What is required:
Copy out all the material below, substituting "person's" for every "woman's" and leaving everything else unchanged.

Stored records:
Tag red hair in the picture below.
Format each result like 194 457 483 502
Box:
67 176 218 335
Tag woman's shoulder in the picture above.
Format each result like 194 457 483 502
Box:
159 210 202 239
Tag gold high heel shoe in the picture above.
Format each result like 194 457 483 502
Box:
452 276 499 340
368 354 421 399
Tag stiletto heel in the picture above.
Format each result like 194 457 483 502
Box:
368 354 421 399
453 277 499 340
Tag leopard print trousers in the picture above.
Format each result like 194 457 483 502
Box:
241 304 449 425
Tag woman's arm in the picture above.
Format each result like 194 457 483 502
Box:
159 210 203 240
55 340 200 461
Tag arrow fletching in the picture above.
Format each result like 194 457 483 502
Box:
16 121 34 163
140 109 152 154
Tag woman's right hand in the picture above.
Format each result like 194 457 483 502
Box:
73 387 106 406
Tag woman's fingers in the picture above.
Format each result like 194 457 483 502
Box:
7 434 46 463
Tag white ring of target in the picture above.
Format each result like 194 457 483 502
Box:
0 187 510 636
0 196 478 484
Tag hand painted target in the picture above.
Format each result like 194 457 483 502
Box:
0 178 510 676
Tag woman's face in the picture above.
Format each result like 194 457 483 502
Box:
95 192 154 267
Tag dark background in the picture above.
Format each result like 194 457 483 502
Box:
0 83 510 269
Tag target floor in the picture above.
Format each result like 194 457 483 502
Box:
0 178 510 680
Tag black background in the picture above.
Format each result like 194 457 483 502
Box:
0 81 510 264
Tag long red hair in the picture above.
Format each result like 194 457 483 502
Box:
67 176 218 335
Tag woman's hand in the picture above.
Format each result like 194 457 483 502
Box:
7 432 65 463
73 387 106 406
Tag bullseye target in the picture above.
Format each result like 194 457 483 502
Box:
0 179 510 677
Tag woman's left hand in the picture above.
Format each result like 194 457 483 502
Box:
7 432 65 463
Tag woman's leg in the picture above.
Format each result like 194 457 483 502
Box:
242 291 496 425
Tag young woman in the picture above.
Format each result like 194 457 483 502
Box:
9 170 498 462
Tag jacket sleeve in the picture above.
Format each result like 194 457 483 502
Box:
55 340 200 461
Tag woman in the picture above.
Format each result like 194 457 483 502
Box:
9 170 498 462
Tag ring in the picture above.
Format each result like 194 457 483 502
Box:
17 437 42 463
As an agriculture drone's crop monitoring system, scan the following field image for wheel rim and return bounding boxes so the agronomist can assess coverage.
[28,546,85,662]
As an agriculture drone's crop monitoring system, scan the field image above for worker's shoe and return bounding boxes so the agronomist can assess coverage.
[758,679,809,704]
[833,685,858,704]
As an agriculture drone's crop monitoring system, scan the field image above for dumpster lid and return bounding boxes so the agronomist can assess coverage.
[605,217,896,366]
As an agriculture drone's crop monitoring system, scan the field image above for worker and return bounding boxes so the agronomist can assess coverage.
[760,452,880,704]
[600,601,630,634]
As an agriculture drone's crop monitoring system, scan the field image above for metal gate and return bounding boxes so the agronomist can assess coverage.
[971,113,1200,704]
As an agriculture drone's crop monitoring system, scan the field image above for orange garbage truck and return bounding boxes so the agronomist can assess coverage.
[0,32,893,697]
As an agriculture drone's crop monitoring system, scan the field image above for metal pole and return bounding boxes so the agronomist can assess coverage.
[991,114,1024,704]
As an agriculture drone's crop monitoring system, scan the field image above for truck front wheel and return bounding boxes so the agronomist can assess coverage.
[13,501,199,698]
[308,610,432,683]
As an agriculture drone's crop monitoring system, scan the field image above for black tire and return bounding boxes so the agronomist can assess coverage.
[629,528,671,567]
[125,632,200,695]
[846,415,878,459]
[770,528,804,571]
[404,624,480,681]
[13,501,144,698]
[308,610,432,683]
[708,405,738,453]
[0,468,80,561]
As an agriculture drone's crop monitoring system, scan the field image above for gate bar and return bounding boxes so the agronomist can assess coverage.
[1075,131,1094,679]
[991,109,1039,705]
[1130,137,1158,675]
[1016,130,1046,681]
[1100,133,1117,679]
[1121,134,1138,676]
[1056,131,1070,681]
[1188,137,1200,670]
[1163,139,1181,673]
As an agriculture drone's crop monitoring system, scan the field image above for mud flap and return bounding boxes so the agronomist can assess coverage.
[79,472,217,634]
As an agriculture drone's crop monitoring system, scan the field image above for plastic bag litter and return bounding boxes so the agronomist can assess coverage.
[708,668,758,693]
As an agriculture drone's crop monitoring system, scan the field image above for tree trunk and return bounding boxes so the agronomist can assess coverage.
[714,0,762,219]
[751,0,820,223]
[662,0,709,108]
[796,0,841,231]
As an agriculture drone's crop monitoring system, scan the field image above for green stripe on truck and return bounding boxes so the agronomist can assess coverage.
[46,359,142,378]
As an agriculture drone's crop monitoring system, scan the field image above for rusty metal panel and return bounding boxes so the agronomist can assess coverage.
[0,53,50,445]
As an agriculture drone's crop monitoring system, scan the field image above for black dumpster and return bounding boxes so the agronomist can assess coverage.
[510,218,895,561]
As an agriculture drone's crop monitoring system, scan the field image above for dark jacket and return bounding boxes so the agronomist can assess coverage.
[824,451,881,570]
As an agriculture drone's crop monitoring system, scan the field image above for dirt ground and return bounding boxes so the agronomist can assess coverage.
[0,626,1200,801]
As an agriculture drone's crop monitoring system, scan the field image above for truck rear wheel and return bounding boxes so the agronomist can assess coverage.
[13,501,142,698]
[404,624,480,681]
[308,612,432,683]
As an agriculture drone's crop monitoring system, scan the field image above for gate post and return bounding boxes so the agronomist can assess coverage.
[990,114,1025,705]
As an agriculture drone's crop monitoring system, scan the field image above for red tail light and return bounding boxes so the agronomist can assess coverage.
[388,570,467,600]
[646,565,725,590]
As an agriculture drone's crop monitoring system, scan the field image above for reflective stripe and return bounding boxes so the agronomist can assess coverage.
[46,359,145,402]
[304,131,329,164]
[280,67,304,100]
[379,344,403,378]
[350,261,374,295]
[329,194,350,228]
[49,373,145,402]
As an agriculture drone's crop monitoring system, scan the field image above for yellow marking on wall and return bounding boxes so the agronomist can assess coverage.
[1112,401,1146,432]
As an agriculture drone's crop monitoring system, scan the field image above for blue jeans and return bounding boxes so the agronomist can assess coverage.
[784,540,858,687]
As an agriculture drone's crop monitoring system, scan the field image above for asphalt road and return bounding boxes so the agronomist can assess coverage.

Written reply:
Tag red hair in the picture below.
Format each result like 194 457 483 502
Box:
67 176 218 335
Tag person's shoulder in the picture above.
Format each result like 194 457 483 502
Box:
159 210 202 239
Tag gold high heel shoe in the picture above.
Format each result like 194 457 483 502
Box:
452 276 499 340
368 354 421 399
Tag stiletto heel in the picture above.
Format each result like 194 457 483 502
Box:
368 354 421 399
453 277 499 340
Tag leopard print trousers in the picture above.
Format each result like 194 457 483 502
Box:
241 304 449 425
Tag person's arm in the picture above.
Format each result like 194 457 483 502
Box:
159 210 203 240
55 340 200 461
Tag arrow fletching in the picture above.
Format each result like 194 457 483 502
Box:
16 121 34 163
140 109 152 154
Tag person's right hand in the picture above.
Format each result like 194 457 483 502
Box:
73 387 106 406
Tag person's fingers in the picture above.
Format each result like 194 457 483 502
Box:
7 434 46 463
Tag white ring of target in the picture above.
Format each result like 194 457 483 502
Box:
0 187 510 636
0 196 478 484
Tag hand painted target in the picture above.
Format each result like 194 457 483 502
Box:
0 178 510 676
Tag person's face in the picture above.
Format each result like 194 457 483 502
Box:
95 192 154 267
Tag dark background in the picture above.
Format each result like 194 457 483 502
Box:
0 83 510 269
Tag target floor in the picture above.
Format each result like 194 457 483 502
Box:
0 178 510 680
Tag black background in the picture above.
Format each result like 194 457 483 502
Box:
0 81 510 264
Tag long red hair in the picture above.
Format each result like 194 457 483 502
Box:
67 176 218 335
Tag person's hand in the picture above.
Format each result like 194 457 483 502
Box:
7 432 65 463
73 387 106 406
Tag bullseye target in the picture above.
Format each result like 194 457 483 502
Box:
0 179 510 677
Tag person's left hand in the picture above.
Format each result like 194 457 483 502
Box:
7 432 65 463
Tag person's leg in the picture above.
Format each result like 194 457 483 502
Box:
242 291 496 425
Tag young woman in the picture above.
Format each result like 194 457 483 502
Box:
9 170 498 462
Tag jacket sleeve in the picture above.
Format each result like 194 457 483 502
Box:
55 340 200 461
Tag woman in the picture above.
Format each result like 194 457 483 502
Box:
9 170 498 462
Tag ring in the picture above.
Format each result like 194 457 483 502
Box:
17 437 42 463
As an agriculture drone's crop monitoring system, scan the following field image for wheel rim and return bounding boxes so the agronomist can assess coverage.
[28,546,85,662]
As an agriculture drone's crop monitoring system, scan the field image above for worker's shoe and return bounding boxes so the agronomist can assess coverage.
[758,679,809,704]
[833,685,858,704]
As an agriculture drone's crop monitoring system, scan the field image above for dumpster lid and return bounding boxes so the agronomist can assess coverage.
[605,217,896,366]
As an agriculture drone's crop monitoring system, scan the field image above for worker and return bounding boxes so the agronomist can assess coverage.
[760,452,880,704]
[600,601,630,634]
As an agriculture drone's crop monitoring system, scan the field image above for metal gate and return bounding boxes so the agronomist can assess coverage.
[971,113,1200,704]
As an agriculture drone's crop monitoring system, scan the field image above for orange garbage truck and return bounding boxes so the agronomist can assess coverage.
[0,32,893,697]
As an agriculture drone's crop monitoring system, scan the field image above for metal pole and return bounding boxes so the agronomist can assess coverage.
[991,114,1024,704]
As an agriculture drone's crop monitoring system, scan the field image above for truck front wheel and return bounding boxes so the agronomist can assess coverage.
[13,501,199,698]
[308,610,432,683]
As an agriculture drone's crop monitoring system, scan the field image above for black tire and return bounding boxes so the agronomist can assess coverage.
[629,528,671,567]
[125,632,200,695]
[846,415,878,459]
[770,528,804,571]
[404,624,480,681]
[13,501,144,698]
[308,610,432,683]
[708,405,738,453]
[0,468,80,561]
As an agriculture drone's crop monitoring system, scan the field image above for gate bar and return bounding boxes so the agronomist can assess coverage.
[1075,131,1094,679]
[991,109,1039,705]
[1130,137,1158,675]
[1016,130,1046,681]
[1100,133,1117,679]
[1121,134,1138,676]
[1056,131,1070,681]
[1188,137,1200,670]
[1163,139,1181,673]
As an agriculture drone's crop monitoring system, scan the field image above for mud flap and return bounding boxes so the agronomist can assess coverage.
[79,472,217,634]
As an agriculture drone's crop monitoring system, scan the field image above for plastic bag litter and return bounding boxes so the agronomist can assess coverage.
[708,668,758,693]
As an agriculture drone's crop monitoring system, scan the field image above for tree trunk and return bounding boxes so the agronomist can assess coverage.
[714,0,762,219]
[751,0,820,223]
[662,0,709,108]
[796,0,841,231]
As an agriculture drone's crop monitoring system, scan the field image above for green stripe on truck and return bounding boxes so the agronomist can assess coverage.
[46,359,142,378]
As an agriculture drone's crop monitoring system, scan the field image above for rusty metal panel and return bounding boxes so the agronomist can assess coverage.
[0,53,50,445]
As an agriculture drone's crop monitoring system, scan the field image above for black dumpster and return bounding boxes so the agronomist can assess coverage.
[510,218,895,561]
As an agriculture drone's crop monitoring system, scan the field image above for dark jacket and return bounding boxes so the agronomist can assess coverage.
[824,451,881,570]
As an agriculture drone's crop monitoring system, scan the field image above for dirt ground and return bounding boxes so the agronomist can assess coverage.
[0,626,1200,801]
As an agriculture drone's crop monitoring system, scan the field image above for truck rear wheel and return bounding boxes so the agronomist can assess coverage.
[13,501,142,698]
[404,624,480,681]
[308,612,432,683]
As an agriculture drone's crop monitoring system, scan the field image above for gate post and return bounding boxes so the agronomist can assess coverage.
[990,114,1025,705]
As an agriculture drone's crop monitoring system, scan the field image above for red tail light and return bounding boxes so the agronomist can assess coverage.
[388,570,467,600]
[646,565,725,590]
As an agriculture drone's crop monitoring system, scan the field image above for reflective stripe and return bounding boxes so the agronomist can assess coverage.
[46,359,145,402]
[304,131,329,164]
[280,67,304,100]
[379,344,403,378]
[350,261,374,295]
[329,194,350,228]
[49,373,145,402]
As an agriculture drone's crop monitoring system, scan the field image above for yellow marking on wall and return bounding boxes so the agronomist can assess coverage.
[1112,401,1146,432]
As an agriculture drone's crop monitoring system, scan the field image above for blue jeans and return bounding boxes so the agronomist can assess coverage.
[784,540,858,687]
As an agriculture drone's crop monitoring system, scan the field image above for asphalt road and return bounding boxes so the agronomist can assess coverage.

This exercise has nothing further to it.